- **QUOTED PASSAGE**
....
I've been doing work at a few corporates over the last few years, and all of them allowed staff to use iOS to hook into corporate mail/calendar/contacts. Exchange basically. And, increasingly, Android too.

RIM are fucked.

It's like Netware all over again. Anyone old enough to remember that? Corporate dominance gives sales inertia for sure, but not to be mistaken for some kind of immortality.


----------



## souljacker (Jan 30, 2013)

paolo said:


> I've been doing work at a few corporates over the last few years, and all of them allowed staff to use iOS to hook into corporate mail/calendar/contacts. Exchange basically. And, increasingly, Android too.


 
Its a fucking nightmare for admins though. The new buzzword is MDM, mobile device management, i.e scrubbing someones device of client/sensitive data when they leave the company. These new phones have MDM as standard (Blackberry Balance). I bet there were a lot of IT managers who's ears pricked up when they heard that.

I think they may have found a USP there that could save them.


----------



## paolo (Jan 30, 2013)

Hear what you're saying. No, that won't rescue them.

Admin ease of use was never the fundamental. It was what a Blackberry empowered *users* to do. That USP disappeared a few years ago.


----------



## souljacker (Jan 30, 2013)

I dunno though. There are still a lot of companies out there using BB who might stick with it just because of balance. It removes the need for a BYOD requirement on the office wifi and all the cost and admin that requires.

Still, I wouldn't bet even a fiver on them being around in their current form in 5 years time.


----------



## editor (Jan 30, 2013)

Some of the new screens don't 'alf look like Android.


----------



## paolo (Jan 30, 2013)

For a given company: Gradual decline in use by users, followed by switch-off after user base drifts below a "why bother?" threshold. If I was running corporate IT and thinking of the long game, I'd be pondering what the technical exit plan would be in 2-3 years.


----------



## Mapped (Jan 30, 2013)

paolo said:


> I've been doing work at a few corporates over the last few years, and all of them allowed staff to use iOS to hook into corporate mail/calendar/contacts. Exchange basically. And, increasingly, Android too.
....
- **GIVEN PROBLEM 1**
Collect every line of the entries that contains the string "Find", matching its case exactly.
The forum thread on RIM and corporate phones has no connection to the entries that follow it.

- **MATERIALS PROVIDED**
....
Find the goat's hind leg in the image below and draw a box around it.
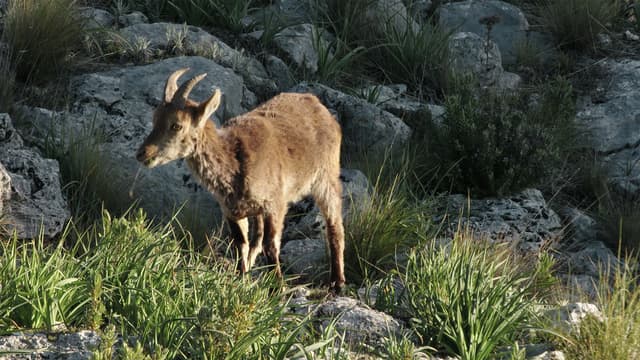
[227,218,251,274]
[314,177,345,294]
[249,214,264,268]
....
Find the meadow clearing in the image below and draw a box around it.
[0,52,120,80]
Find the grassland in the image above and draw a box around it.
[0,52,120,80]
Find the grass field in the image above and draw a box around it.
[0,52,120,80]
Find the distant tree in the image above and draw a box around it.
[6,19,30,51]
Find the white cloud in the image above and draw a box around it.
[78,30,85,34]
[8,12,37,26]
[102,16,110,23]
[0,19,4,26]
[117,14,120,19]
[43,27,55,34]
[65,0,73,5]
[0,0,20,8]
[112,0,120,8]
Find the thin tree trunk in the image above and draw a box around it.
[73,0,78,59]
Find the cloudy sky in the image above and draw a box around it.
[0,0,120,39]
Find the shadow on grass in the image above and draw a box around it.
....
- **GIVEN PROBLEM 2**
Go on with the forum thread on RIM and corporate phones, starting right after its final sentence.

- **FINAL RESULT 1**
Find the goat's hind leg in the image below and draw a box around it.
Find the meadow clearing in the image below and draw a box around it.
Find the grassland in the image above and draw a box around it.
Find the grass field in the image above and draw a box around it.
Find the distant tree in the image above and draw a box around it.
Find the white cloud in the image above and draw a box around it.
Find the thin tree trunk in the image above and draw a box around it.
Find the cloudy sky in the image above and draw a box around it.
Find the shadow on grass in the image above and draw a box around it.

- **FINAL RESULT 2**
They let you use what you want where I work if you buy it yourself....BUT you have to install this corporate malware on your own device. This software means that if they want the company can potentially see all files on your device, white/blacklist apps, track the device's movements and remotely nuke the device. I was part of a trial for this an uninstalled it straight away (also not an easy task). I think quite a few people are using it now it's been rolled out.

I'd rather not have our IT dept having that access on my personal device so I've just ordered a new Blackberry through the company for mobile exchange services as RIM are still the only brand they'll buy. This is UK, risk averse, public sector and I don't see them changing any time soon.


----------



## UnderAnOpenSky (Jan 30, 2013)

Mapped said:


> They let you use what you want where I work if you buy it yourself....BUT you have to install this corporate malware on your own device. This software means that if they want the company can potentially see all files on your device, white/blacklist apps, track the device's movements and remotely nuke the device. I was part of a trial for this an uninstalled it straight away (also not an easy task). I think quite a few people are using it now it's been rolled out.
> 
> I'd rather not have our IT dept having that access on my personal device so I've just ordered a new Blackberry through the company for mobile exchange services as RIM are still the only brand they'll buy. This is UK, risk averse, public sector and I don't see them changing any time soon.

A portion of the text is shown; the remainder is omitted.